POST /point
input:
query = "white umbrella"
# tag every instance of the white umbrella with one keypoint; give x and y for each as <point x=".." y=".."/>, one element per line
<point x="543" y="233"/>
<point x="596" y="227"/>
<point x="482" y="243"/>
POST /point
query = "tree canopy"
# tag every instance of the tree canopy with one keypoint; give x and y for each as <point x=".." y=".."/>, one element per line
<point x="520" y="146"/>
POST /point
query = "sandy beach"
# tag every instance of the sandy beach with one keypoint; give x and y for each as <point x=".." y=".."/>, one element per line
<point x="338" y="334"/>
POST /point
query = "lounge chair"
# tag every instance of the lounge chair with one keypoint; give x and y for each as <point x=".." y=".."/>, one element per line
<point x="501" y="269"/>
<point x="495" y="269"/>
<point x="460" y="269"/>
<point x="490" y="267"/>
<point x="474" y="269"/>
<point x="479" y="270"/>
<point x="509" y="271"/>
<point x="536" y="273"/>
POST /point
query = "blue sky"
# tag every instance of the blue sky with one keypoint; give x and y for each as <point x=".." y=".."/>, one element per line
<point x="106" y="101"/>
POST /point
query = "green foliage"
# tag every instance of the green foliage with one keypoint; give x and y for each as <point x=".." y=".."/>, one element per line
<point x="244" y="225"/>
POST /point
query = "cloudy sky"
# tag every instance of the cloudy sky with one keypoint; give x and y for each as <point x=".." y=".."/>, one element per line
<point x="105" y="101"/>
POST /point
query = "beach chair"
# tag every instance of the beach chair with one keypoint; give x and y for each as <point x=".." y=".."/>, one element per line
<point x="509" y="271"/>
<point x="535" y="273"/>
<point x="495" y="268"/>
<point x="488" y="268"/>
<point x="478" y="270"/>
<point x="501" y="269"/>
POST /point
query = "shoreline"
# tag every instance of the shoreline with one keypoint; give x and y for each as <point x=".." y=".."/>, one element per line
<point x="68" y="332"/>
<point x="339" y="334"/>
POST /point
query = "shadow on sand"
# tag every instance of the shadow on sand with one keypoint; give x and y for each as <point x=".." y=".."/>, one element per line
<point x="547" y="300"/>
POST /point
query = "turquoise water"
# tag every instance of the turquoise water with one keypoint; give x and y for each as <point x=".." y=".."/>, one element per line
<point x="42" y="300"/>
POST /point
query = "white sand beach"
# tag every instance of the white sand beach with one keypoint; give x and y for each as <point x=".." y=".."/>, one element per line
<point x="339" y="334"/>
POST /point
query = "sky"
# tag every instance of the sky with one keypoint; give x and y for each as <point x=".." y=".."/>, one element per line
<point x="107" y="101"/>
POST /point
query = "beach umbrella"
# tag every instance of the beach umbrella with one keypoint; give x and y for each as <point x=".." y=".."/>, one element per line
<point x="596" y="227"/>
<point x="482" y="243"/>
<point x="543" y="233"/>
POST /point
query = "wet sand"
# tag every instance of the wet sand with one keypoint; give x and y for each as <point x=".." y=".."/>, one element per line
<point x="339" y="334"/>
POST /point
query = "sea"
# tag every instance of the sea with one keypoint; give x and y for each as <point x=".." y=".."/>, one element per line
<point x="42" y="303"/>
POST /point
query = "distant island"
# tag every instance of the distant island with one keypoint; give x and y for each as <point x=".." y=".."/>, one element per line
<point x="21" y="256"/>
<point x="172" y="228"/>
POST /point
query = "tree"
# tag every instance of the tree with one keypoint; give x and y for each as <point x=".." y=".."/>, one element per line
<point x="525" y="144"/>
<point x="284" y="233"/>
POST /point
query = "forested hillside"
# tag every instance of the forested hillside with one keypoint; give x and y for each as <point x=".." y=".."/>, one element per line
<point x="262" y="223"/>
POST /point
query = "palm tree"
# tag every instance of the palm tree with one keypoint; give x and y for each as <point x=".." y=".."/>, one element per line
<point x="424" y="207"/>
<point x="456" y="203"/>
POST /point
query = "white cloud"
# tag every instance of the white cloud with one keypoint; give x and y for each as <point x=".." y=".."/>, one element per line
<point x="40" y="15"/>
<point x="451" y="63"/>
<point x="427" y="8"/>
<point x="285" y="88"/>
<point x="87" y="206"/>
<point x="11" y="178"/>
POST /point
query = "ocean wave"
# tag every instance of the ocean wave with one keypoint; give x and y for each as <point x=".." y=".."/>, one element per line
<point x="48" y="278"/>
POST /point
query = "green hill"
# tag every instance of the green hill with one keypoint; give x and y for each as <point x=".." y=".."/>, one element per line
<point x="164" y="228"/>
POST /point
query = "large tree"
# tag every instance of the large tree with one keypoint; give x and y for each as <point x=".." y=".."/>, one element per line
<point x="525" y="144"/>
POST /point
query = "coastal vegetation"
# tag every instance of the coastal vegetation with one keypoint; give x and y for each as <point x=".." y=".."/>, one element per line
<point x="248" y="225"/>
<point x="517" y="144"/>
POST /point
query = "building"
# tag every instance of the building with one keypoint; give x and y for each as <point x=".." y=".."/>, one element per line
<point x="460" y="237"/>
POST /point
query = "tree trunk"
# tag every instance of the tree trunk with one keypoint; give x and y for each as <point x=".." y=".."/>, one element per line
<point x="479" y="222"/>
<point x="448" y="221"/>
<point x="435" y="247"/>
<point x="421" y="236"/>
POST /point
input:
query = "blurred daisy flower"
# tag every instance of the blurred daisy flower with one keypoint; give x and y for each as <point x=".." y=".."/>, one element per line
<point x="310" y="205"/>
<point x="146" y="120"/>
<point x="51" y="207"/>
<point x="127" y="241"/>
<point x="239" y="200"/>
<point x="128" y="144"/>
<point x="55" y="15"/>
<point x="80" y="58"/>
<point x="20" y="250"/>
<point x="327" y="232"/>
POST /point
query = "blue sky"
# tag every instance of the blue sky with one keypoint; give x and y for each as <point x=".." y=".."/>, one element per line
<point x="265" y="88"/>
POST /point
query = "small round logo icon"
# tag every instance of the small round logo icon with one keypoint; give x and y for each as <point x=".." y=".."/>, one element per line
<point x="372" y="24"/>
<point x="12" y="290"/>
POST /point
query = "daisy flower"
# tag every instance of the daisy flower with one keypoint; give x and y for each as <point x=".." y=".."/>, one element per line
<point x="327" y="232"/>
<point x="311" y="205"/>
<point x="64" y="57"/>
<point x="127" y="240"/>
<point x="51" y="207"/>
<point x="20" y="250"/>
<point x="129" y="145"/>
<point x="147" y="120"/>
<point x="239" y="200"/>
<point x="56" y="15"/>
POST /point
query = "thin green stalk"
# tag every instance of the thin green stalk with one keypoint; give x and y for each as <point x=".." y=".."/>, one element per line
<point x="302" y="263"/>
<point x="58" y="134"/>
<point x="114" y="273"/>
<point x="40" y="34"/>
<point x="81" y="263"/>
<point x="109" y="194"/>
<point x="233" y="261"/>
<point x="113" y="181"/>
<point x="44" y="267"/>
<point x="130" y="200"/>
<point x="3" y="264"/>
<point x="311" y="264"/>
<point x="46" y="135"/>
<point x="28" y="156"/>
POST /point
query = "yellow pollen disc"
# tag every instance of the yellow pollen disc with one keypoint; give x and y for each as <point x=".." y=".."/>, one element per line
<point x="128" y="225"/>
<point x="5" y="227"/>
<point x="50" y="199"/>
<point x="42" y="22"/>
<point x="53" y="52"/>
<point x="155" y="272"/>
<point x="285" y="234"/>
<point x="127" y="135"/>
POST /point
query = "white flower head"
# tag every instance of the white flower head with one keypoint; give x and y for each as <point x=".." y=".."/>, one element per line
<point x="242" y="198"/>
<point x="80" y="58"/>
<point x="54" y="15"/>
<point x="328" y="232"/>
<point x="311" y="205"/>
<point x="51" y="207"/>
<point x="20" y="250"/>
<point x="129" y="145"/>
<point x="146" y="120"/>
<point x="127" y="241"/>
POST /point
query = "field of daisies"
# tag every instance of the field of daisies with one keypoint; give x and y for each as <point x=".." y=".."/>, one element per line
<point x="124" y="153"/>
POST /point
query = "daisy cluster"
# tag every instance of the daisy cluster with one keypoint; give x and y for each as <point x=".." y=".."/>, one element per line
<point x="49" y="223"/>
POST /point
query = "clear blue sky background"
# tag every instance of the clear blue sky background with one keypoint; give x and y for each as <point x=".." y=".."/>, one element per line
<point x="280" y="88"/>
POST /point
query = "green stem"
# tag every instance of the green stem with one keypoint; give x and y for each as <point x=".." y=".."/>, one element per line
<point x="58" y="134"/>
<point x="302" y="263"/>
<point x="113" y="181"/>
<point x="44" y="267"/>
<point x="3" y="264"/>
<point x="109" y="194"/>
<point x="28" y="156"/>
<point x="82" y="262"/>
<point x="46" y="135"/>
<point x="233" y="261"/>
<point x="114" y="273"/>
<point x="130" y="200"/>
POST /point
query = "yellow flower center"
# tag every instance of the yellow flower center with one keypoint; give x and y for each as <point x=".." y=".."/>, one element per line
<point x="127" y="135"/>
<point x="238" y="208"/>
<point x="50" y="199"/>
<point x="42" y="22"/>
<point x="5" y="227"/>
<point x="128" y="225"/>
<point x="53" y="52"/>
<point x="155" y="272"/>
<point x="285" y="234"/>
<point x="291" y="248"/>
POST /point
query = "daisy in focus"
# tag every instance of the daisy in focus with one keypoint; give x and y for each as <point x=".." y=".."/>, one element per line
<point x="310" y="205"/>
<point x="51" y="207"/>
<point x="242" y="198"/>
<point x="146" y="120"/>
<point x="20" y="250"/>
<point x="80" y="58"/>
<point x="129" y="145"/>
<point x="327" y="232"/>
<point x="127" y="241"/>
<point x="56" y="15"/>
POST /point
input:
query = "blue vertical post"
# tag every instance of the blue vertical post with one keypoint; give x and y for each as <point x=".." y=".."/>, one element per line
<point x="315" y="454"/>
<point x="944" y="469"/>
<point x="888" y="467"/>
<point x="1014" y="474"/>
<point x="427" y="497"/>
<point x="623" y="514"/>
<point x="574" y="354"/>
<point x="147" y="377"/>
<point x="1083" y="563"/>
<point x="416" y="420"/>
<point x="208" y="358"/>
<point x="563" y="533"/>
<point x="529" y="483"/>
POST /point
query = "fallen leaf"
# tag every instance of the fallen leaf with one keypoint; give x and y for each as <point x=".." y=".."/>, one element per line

+++

What the exercise asks — Lines with "leaf": state how many there are in the records, and nothing more.

Exercise result — 2